*Task description:*
Please repeat the entries from the line containing "Practice step: find the tennis" through the end of the entries, swapping "green grass" for "short grass" and leaving everything else unchanged.

─── Listed entries

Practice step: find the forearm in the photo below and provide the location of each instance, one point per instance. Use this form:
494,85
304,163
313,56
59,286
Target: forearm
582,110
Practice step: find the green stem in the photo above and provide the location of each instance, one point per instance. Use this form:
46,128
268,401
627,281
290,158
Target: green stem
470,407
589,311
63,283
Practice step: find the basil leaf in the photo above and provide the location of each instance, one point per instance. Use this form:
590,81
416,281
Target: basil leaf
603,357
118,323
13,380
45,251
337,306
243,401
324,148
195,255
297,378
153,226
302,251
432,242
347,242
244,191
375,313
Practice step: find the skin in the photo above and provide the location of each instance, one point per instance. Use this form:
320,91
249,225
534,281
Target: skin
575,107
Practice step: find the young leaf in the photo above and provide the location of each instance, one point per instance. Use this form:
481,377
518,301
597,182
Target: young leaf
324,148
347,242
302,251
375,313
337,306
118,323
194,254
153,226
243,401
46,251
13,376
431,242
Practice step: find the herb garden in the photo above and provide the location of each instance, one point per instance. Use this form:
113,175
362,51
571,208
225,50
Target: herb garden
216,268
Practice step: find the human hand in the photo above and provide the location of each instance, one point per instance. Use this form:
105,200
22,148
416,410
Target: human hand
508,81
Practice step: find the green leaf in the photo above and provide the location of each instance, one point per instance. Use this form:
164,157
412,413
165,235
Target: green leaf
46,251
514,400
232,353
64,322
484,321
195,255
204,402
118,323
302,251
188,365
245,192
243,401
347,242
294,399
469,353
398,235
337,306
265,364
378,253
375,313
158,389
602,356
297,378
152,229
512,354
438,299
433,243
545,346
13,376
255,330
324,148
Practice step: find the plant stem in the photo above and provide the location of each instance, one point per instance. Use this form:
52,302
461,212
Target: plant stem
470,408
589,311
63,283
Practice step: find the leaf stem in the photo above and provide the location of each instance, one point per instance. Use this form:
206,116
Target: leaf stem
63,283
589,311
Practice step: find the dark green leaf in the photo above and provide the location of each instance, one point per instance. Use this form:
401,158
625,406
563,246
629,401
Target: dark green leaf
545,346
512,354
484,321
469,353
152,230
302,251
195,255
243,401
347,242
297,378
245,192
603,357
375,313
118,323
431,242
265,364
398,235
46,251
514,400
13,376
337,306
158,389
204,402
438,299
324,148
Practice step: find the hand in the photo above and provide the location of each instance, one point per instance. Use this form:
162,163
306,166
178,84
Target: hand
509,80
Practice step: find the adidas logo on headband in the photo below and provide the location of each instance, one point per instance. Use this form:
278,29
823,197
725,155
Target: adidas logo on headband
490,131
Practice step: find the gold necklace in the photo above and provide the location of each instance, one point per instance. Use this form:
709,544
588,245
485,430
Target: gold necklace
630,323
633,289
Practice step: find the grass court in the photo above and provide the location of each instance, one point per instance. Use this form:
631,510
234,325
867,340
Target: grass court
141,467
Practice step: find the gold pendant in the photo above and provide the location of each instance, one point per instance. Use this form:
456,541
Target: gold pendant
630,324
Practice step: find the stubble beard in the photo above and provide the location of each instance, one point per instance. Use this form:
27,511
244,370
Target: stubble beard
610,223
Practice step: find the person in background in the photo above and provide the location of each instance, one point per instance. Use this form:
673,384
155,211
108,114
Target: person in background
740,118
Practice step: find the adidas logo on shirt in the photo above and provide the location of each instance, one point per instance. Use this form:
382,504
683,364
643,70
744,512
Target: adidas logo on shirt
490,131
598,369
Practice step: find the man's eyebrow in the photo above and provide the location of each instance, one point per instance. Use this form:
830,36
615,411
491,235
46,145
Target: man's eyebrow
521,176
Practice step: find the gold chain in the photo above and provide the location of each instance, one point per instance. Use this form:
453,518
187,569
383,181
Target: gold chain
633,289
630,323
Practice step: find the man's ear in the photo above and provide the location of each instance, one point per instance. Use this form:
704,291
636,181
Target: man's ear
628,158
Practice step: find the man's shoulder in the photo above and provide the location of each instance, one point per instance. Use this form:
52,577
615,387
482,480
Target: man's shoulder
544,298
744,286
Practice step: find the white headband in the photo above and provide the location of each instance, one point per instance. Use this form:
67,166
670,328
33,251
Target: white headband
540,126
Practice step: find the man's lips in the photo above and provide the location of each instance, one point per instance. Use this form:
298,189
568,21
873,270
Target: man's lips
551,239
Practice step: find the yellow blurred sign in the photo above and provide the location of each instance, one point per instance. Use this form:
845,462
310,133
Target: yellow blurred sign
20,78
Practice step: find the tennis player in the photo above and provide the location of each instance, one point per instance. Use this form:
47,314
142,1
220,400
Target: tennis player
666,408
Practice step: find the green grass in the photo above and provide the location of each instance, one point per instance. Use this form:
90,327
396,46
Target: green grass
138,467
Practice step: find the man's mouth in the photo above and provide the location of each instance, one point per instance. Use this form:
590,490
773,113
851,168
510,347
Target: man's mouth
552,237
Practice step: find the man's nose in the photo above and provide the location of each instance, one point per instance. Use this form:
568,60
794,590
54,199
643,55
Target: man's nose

──────

*Task response:*
Practice step: find the tennis player in the photo above and provide the location of each instance, one point per instance. Use this form:
47,314
142,1
220,400
Target: tennis player
666,408
Practice step: find the short grass in the photo above and provide the location of each instance, one point per instance. Use this form:
90,327
396,46
Target: short grass
138,467
Practice step: find the man's mouth in the photo above and provide the location of each instance, one point per instance. Use this form:
590,490
773,113
851,168
510,347
Target: man's mouth
552,237
Practice step: find the man's nose in the photo above and provide the location of each instance, one point per instance. Use this form:
568,60
794,590
54,199
643,55
Target: man's nose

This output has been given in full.